---------- Provided information
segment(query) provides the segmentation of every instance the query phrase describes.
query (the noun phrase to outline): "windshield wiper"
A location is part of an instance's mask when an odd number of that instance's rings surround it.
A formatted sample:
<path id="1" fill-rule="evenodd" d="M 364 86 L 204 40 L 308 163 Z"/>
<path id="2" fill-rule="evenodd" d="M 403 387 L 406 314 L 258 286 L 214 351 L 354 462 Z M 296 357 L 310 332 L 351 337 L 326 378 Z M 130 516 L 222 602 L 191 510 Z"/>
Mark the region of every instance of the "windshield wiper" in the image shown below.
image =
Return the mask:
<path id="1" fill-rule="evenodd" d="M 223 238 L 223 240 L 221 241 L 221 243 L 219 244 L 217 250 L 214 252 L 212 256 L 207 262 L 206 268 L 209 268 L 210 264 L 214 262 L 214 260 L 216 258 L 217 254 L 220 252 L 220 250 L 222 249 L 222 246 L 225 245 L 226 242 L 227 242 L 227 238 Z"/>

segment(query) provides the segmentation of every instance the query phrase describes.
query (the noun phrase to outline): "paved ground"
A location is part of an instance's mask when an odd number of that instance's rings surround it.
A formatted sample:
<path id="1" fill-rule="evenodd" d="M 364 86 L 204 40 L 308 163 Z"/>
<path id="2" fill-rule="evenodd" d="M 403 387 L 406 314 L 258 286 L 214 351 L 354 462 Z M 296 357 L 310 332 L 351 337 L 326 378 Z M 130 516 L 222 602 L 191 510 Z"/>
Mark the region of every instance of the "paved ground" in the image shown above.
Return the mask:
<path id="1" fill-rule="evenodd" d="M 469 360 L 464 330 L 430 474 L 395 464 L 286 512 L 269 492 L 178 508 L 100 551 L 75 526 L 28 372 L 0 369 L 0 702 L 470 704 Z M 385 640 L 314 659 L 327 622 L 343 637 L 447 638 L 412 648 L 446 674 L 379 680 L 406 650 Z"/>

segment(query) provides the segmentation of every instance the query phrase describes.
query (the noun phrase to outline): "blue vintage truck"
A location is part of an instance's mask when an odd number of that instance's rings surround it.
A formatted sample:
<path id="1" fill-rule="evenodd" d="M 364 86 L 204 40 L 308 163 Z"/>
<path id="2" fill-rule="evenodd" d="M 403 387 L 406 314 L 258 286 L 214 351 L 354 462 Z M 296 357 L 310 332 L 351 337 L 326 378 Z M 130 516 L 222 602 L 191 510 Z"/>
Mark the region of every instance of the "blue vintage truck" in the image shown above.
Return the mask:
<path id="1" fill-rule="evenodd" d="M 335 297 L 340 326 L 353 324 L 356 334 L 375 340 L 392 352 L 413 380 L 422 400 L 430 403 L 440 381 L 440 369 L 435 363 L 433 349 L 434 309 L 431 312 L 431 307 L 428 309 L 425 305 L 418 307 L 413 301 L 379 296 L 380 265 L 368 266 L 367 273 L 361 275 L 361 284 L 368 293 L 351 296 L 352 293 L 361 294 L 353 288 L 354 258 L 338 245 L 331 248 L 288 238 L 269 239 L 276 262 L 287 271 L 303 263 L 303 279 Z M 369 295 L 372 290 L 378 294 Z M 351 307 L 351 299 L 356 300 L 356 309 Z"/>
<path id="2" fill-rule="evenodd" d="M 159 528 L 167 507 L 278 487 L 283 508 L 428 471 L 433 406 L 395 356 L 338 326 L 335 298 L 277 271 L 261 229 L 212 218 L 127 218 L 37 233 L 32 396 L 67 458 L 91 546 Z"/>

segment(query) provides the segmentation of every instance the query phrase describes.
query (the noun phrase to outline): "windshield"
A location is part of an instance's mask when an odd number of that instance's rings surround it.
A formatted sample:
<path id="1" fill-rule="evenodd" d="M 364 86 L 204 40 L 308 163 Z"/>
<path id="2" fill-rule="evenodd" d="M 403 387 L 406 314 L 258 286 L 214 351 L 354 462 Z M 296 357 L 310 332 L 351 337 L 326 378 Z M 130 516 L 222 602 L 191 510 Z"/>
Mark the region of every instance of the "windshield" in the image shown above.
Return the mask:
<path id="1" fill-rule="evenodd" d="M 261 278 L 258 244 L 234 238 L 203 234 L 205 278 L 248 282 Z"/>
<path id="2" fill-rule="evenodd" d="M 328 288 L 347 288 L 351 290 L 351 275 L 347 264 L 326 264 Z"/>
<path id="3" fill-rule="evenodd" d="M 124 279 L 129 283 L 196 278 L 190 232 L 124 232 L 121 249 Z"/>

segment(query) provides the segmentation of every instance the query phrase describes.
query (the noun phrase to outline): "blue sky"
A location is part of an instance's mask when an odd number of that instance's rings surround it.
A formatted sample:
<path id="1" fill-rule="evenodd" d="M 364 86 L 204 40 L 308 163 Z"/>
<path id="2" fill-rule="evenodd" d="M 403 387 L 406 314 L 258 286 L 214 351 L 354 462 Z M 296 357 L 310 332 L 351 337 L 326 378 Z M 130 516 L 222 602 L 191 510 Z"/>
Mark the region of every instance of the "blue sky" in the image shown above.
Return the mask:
--------------------
**Exercise objective:** Return every line of the records above that contains the string "truck".

**Exercise answer:**
query (the noun phrase to outline): "blue vintage truck"
Mark the region of every instance of the "blue vintage truck" in the image shown above.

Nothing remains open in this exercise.